(Gespeicherte Daten)
********************
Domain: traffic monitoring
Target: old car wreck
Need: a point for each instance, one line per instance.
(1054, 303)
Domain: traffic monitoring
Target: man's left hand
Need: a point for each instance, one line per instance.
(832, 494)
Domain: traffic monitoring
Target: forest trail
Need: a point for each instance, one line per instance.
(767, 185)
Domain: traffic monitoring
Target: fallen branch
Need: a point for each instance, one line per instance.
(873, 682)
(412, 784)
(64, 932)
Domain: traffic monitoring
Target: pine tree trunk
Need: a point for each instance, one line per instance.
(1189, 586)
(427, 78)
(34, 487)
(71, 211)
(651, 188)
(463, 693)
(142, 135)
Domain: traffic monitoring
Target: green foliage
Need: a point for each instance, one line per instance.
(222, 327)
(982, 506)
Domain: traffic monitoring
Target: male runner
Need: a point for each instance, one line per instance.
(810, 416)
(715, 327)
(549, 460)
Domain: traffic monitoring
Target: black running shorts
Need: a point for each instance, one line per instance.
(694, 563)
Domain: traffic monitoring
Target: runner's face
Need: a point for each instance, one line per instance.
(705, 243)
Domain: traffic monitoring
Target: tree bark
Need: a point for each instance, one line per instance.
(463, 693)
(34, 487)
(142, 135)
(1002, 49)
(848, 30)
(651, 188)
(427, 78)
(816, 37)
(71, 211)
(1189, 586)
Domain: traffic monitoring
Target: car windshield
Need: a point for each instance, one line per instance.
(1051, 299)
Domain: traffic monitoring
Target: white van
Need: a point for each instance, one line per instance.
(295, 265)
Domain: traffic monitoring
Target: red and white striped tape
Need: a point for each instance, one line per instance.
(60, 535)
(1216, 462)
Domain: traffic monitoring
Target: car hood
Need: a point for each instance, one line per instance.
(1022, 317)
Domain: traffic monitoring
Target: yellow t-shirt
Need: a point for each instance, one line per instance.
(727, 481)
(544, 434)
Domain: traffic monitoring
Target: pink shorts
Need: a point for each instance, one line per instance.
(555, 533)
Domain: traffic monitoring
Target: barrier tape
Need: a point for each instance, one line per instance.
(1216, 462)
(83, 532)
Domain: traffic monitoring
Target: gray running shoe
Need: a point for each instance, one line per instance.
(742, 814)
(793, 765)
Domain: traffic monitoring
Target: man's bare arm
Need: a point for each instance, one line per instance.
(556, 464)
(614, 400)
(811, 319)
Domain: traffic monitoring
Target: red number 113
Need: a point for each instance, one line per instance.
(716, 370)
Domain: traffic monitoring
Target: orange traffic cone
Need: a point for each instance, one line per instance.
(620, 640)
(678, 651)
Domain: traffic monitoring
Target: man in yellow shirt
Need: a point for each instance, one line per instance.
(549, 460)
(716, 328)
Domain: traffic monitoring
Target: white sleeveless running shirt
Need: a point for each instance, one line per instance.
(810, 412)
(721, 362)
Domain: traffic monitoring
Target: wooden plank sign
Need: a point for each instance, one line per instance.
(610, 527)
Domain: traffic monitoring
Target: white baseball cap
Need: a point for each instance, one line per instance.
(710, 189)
********************
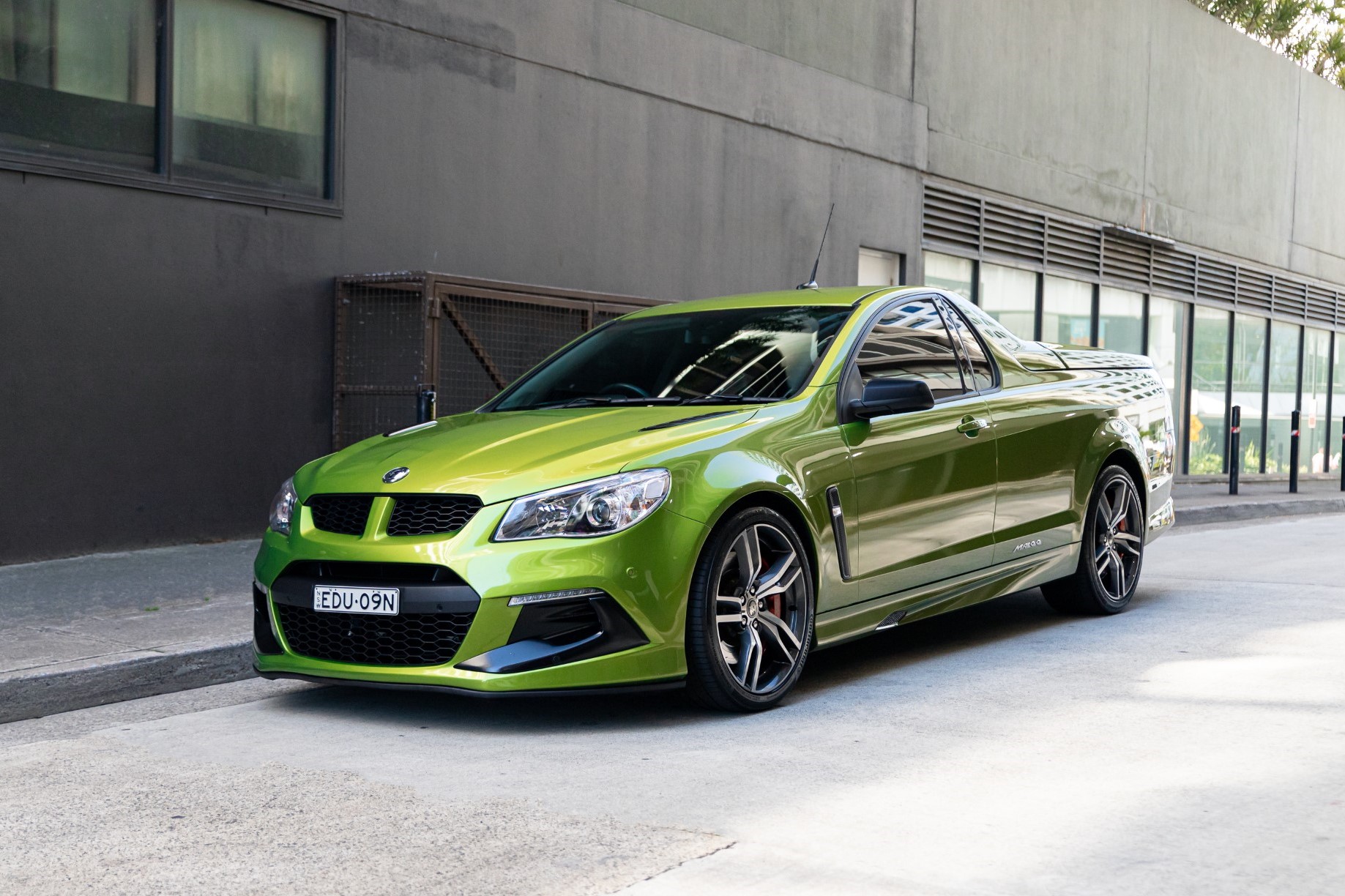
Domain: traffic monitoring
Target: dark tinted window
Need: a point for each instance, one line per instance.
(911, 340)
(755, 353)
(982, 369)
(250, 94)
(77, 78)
********************
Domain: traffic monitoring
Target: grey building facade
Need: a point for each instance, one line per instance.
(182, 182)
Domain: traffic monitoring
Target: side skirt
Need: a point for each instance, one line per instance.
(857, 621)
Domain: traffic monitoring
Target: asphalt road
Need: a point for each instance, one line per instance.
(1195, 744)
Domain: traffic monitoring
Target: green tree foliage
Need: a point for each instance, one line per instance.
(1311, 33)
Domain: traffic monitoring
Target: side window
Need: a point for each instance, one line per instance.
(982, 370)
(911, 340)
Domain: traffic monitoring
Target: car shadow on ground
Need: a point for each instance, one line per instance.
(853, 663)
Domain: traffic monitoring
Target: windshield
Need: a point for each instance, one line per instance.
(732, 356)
********************
* _ARBEITSANWEISUNG_: Sammeln Sie alle Zeilen der Datensätze, die die Zeichenfolge „shorts“ enthalten. Groß- und Kleinschreibung ist dabei zu beachten.

* _LÖSUNG_:
Target: black running shorts
Target: pink shorts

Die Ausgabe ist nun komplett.